Directive -> Count the lines of the listing below that contain the string "arched", treating uppercase and lowercase as distinct. Give only the number.

── Given records ──

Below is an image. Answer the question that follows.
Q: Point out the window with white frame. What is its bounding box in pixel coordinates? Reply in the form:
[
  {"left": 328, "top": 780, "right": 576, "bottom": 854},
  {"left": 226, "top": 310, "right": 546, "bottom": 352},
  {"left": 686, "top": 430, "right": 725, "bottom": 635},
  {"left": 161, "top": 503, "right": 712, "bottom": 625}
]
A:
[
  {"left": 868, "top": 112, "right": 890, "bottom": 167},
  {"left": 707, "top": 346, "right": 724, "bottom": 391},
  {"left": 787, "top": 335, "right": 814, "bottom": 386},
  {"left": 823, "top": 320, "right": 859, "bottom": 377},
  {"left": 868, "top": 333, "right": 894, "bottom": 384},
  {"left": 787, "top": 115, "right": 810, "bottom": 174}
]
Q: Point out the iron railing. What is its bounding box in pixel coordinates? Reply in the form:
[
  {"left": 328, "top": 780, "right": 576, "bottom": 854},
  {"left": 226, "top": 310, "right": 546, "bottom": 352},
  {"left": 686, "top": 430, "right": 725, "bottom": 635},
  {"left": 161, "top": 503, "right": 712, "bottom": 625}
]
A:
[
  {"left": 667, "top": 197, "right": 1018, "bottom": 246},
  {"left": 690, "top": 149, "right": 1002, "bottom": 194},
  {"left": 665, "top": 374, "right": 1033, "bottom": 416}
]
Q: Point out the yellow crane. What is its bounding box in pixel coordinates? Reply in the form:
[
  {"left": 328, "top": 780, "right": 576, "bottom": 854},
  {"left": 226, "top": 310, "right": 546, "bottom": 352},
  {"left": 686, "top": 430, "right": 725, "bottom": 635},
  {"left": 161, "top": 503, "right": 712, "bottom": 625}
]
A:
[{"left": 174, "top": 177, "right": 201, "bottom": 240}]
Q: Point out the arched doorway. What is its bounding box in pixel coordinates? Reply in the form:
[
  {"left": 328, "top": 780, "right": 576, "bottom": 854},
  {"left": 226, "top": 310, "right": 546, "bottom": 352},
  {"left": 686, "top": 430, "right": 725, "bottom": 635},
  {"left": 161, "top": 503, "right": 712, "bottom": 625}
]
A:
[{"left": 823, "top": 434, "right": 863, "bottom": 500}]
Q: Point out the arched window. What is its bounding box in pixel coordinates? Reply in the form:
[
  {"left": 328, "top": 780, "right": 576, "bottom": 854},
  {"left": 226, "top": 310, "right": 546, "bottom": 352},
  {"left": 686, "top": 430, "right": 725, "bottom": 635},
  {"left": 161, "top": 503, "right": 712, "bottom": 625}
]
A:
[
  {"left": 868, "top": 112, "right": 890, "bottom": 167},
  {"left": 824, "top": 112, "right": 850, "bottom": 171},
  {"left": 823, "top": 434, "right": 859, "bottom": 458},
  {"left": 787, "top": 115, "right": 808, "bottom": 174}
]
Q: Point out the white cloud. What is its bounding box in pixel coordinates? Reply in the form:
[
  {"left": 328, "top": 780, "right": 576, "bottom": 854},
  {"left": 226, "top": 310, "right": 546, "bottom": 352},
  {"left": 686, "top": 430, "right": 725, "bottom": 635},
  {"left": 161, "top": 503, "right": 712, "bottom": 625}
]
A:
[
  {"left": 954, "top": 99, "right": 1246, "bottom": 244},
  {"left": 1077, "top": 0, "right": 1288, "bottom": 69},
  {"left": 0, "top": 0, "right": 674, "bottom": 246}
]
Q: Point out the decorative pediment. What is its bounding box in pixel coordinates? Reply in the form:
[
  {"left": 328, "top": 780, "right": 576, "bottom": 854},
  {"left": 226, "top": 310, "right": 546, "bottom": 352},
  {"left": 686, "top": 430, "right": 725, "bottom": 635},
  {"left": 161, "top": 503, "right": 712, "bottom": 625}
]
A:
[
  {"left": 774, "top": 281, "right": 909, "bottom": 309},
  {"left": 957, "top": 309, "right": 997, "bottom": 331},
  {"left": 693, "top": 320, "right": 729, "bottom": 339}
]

───

Result -> 2